■ Records provided
★ ★ ★ ★

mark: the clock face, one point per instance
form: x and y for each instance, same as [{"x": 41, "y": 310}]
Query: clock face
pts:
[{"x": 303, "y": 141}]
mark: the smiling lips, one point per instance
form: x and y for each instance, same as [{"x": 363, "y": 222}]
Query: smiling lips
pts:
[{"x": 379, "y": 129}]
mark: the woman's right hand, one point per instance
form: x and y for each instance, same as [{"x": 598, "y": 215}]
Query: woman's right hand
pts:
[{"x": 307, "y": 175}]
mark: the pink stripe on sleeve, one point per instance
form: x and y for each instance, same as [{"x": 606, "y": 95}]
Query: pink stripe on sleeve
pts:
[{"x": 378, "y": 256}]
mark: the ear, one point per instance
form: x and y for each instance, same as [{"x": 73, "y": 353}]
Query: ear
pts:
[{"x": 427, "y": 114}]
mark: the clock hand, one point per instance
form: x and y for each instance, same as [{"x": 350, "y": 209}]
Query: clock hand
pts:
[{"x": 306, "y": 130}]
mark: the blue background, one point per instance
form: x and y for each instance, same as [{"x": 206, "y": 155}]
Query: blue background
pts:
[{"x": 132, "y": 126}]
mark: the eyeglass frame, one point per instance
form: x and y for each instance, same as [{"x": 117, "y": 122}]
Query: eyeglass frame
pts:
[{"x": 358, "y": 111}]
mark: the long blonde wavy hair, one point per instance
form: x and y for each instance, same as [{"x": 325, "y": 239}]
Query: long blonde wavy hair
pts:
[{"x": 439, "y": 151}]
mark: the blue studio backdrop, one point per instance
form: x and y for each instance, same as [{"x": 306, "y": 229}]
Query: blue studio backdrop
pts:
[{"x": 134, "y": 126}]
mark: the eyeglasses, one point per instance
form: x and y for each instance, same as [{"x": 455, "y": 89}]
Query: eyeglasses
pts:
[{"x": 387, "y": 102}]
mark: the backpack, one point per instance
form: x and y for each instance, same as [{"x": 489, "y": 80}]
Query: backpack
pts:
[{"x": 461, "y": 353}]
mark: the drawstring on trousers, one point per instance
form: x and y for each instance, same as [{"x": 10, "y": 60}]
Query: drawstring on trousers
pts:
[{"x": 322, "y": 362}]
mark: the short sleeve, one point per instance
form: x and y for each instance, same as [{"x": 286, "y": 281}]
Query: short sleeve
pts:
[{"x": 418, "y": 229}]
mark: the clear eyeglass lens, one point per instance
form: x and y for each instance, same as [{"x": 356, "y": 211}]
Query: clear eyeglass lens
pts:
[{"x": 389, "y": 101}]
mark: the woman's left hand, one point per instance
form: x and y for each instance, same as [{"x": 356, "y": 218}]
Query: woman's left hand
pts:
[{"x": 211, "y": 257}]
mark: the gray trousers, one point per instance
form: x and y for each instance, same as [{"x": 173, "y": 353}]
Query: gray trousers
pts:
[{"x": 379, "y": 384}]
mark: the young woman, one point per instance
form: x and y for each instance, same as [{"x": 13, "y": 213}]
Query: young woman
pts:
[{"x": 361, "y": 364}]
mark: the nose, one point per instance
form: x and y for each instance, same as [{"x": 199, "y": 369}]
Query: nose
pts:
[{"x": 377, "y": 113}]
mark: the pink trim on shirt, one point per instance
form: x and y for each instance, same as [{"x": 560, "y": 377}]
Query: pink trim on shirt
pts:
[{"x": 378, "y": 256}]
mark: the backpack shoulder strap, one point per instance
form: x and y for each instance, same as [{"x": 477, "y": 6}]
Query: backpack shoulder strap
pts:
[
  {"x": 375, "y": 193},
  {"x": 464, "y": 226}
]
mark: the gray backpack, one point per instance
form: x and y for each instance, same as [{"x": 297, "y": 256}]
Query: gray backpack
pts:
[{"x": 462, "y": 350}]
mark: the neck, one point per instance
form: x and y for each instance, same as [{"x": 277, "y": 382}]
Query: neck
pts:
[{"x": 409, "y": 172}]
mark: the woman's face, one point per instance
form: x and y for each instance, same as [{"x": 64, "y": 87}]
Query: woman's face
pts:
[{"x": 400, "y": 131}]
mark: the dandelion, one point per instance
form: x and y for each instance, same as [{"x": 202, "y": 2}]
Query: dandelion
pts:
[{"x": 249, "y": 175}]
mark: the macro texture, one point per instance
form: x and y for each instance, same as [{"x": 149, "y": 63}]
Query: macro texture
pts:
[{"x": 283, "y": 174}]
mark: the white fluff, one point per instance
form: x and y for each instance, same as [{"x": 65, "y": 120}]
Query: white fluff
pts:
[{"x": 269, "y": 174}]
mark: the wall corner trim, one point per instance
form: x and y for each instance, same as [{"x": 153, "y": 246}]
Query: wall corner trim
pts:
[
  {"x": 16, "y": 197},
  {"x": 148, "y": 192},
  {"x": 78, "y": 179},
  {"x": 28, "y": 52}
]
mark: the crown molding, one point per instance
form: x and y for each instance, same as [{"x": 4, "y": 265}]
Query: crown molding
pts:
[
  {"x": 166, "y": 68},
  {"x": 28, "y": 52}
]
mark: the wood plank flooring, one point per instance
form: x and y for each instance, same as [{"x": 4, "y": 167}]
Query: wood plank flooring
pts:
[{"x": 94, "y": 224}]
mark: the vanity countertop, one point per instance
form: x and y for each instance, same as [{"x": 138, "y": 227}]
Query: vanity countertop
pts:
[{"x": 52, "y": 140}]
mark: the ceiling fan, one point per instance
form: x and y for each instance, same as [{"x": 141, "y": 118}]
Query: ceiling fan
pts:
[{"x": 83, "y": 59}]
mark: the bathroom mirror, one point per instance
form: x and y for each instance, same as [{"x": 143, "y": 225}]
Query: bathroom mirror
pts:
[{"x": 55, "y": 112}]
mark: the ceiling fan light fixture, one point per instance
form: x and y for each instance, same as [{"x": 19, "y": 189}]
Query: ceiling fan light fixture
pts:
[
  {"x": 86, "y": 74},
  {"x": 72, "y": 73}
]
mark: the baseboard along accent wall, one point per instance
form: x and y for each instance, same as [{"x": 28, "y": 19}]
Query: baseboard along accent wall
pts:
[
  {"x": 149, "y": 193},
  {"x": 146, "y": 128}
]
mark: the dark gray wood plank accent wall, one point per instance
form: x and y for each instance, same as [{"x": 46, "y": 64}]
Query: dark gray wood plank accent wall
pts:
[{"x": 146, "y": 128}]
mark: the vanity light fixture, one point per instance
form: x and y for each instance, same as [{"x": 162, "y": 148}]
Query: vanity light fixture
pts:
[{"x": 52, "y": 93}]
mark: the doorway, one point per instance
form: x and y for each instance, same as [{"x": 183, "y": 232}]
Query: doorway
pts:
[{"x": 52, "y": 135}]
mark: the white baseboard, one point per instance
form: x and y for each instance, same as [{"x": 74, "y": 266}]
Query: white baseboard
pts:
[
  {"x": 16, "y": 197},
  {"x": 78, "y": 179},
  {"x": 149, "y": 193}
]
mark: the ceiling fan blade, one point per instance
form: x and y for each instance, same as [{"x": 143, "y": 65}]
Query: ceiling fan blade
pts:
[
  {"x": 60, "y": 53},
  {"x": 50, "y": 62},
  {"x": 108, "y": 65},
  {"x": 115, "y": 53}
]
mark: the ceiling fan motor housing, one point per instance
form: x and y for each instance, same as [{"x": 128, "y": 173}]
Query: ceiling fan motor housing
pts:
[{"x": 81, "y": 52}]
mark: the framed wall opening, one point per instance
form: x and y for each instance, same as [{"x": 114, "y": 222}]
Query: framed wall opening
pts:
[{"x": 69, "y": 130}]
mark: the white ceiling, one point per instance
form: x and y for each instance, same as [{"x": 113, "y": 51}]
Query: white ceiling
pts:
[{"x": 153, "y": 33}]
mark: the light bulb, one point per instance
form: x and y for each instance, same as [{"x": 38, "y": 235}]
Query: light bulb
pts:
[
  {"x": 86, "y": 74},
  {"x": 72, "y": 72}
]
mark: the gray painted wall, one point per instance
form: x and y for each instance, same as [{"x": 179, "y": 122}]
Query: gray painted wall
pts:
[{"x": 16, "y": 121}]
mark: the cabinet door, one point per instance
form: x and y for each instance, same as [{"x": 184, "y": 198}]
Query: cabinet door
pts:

★ ★ ★ ★

■ The problem
Extract every line from the one with "mark: the white baseboard, one" down to the final line above, both included, exactly as written.

■ Right answer
mark: the white baseboard, one point per instance
form: x and y for each instance, same as [{"x": 74, "y": 266}]
Query: white baseboard
pts:
[
  {"x": 16, "y": 197},
  {"x": 78, "y": 179},
  {"x": 149, "y": 193}
]
mark: the ceiling fan blade, one point per instance
form: x and y for each instance, same as [{"x": 143, "y": 65}]
Query: ceiling fan blade
pts:
[
  {"x": 60, "y": 53},
  {"x": 50, "y": 62},
  {"x": 108, "y": 65},
  {"x": 115, "y": 53}
]
mark: the ceiling fan motor housing, one point per instance
form: x and y for each instance, same as [{"x": 128, "y": 173}]
Query: ceiling fan motor housing
pts:
[{"x": 81, "y": 52}]
mark: the framed wall opening, one point per instance
form: x and y for each instance, same as [{"x": 114, "y": 222}]
Query: framed wall opening
pts:
[{"x": 69, "y": 130}]
mark: the white ceiling, one point per instance
form: x and y for each instance, same as [{"x": 113, "y": 51}]
Query: white ceiling
pts:
[{"x": 153, "y": 33}]
mark: the light bulb, one point per instance
form: x and y for each instance, same as [{"x": 38, "y": 235}]
Query: light bulb
pts:
[
  {"x": 86, "y": 74},
  {"x": 72, "y": 72}
]
mark: the gray painted wall, one point per instance
form: x and y for each instance, same as [{"x": 179, "y": 122}]
Query: gray painted wall
pts:
[{"x": 16, "y": 121}]
mark: the cabinet door, one point per instance
form: x and y for each instance, same as [{"x": 184, "y": 198}]
Query: cabinet door
pts:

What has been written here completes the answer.